Exercise –
Recast the entries from the line with "label shirt button | box" up to and including the line with "[179,84,194,92]" as a two-column CSV headed text and answer, with one row per entry. Put each value in a single quoted field, and replace its line breaks with spaces.
** start Material for this exercise **
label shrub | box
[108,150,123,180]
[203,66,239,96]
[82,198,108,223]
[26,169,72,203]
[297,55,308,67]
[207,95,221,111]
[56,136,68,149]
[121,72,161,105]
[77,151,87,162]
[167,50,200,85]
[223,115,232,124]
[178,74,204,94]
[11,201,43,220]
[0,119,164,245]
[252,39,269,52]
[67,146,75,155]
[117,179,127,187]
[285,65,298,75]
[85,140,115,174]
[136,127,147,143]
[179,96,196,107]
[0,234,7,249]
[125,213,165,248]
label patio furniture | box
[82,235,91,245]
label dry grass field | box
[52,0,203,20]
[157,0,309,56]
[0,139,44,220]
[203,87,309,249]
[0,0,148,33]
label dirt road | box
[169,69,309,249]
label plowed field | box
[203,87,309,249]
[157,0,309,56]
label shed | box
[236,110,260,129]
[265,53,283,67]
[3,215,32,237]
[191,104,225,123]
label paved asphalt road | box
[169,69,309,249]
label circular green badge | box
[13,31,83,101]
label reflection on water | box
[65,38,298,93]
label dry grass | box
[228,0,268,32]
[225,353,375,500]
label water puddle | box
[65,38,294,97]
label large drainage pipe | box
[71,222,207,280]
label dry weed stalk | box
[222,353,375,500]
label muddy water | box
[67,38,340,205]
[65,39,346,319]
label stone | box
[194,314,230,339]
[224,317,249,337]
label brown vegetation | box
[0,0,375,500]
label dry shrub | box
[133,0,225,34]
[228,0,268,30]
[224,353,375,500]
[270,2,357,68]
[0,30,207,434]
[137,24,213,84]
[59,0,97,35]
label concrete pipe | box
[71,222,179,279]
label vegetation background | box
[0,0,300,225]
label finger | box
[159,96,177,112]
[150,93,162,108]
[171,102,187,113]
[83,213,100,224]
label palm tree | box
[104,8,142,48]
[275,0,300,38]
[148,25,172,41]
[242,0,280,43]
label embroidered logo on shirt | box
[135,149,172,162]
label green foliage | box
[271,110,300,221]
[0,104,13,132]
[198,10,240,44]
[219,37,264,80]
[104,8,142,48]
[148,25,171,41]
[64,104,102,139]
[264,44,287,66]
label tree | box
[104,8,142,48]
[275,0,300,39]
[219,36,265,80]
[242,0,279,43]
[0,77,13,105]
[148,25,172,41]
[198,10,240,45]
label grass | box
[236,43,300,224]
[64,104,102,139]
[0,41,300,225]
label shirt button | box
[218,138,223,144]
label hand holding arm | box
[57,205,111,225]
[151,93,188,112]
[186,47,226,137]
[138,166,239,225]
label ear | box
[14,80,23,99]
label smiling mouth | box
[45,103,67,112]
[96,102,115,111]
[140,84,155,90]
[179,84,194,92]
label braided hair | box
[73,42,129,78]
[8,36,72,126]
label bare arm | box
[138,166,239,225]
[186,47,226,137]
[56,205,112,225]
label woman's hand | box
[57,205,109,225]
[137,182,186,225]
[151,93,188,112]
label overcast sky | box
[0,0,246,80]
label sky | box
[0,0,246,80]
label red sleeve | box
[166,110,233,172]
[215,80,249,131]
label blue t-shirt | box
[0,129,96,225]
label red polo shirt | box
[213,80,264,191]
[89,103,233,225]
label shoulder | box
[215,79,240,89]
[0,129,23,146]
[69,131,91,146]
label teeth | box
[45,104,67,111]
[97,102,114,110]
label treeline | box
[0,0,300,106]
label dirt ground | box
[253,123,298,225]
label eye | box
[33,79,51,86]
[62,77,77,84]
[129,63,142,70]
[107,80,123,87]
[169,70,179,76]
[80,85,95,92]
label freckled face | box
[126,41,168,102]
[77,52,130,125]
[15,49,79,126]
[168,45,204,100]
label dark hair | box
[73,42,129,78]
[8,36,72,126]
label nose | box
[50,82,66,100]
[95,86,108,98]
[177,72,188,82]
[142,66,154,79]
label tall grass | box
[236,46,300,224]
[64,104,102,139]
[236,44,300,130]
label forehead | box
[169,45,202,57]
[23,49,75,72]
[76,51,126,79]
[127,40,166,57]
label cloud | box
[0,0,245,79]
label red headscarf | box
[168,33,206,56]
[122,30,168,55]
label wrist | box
** end Material for this exercise **
Problem solution –
text,answer
"label shirt button | box","[218,138,223,144]"
"label hand holding arm | box","[57,205,111,225] [151,93,188,112] [186,47,226,137] [138,166,239,225]"
"label ear | box","[14,80,23,99]"
"label smiling mouth | box","[45,103,67,112] [96,102,115,111] [140,84,155,90] [179,84,194,92]"